§ **TASK MATERIAL**:

————————

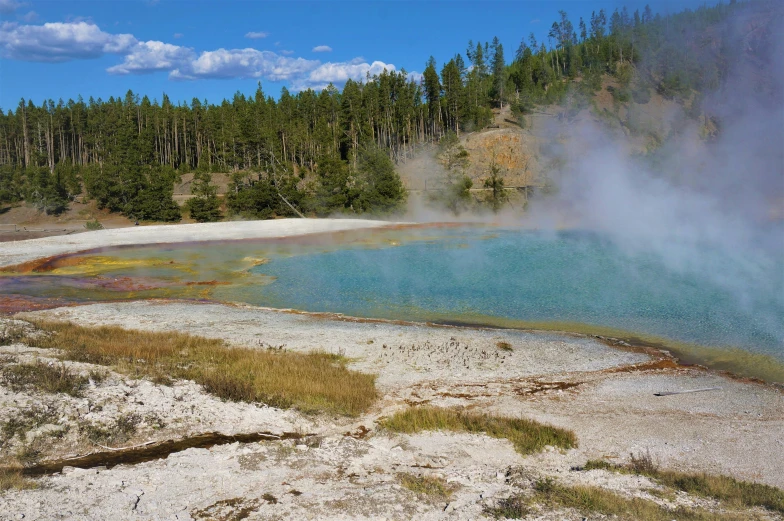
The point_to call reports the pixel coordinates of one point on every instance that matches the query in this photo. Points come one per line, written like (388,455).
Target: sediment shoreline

————————

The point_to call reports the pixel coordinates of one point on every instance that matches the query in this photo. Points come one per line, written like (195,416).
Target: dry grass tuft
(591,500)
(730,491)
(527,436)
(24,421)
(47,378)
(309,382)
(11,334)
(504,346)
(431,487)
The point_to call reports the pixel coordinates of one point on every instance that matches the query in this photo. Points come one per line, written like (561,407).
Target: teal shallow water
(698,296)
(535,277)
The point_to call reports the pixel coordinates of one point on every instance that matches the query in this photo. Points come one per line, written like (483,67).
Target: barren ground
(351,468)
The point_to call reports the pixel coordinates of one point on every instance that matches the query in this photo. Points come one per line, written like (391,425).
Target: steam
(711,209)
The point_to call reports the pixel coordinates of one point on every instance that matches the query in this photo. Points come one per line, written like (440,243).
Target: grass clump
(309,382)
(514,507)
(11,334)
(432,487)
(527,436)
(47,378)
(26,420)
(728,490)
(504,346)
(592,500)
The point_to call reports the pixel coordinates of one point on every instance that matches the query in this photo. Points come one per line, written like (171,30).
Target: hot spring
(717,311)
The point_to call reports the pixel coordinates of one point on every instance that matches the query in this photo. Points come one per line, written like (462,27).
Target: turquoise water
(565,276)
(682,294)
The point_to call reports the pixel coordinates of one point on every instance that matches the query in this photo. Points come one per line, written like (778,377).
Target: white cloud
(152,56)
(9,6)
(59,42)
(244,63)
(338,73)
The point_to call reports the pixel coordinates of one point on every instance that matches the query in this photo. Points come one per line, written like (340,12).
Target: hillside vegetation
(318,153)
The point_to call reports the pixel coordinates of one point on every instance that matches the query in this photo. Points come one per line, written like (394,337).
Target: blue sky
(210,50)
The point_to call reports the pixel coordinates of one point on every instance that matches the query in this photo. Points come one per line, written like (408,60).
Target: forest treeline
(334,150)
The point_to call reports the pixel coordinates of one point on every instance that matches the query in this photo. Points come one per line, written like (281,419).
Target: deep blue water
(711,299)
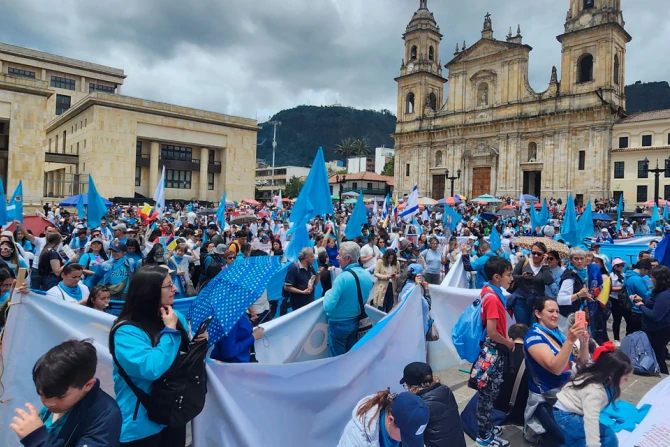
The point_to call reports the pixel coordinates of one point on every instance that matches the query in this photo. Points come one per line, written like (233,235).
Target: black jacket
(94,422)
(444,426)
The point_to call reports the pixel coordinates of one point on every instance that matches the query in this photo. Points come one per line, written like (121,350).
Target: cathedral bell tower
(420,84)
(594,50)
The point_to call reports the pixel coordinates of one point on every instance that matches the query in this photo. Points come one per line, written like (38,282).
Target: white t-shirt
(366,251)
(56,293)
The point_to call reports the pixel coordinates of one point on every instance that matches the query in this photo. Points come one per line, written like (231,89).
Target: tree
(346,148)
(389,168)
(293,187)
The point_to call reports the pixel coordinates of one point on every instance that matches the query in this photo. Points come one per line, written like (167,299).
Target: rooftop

————————

How many lines in the items above contain the string "water" with the same capitalization? Reply with the number alone.

§ **RESULT**: 3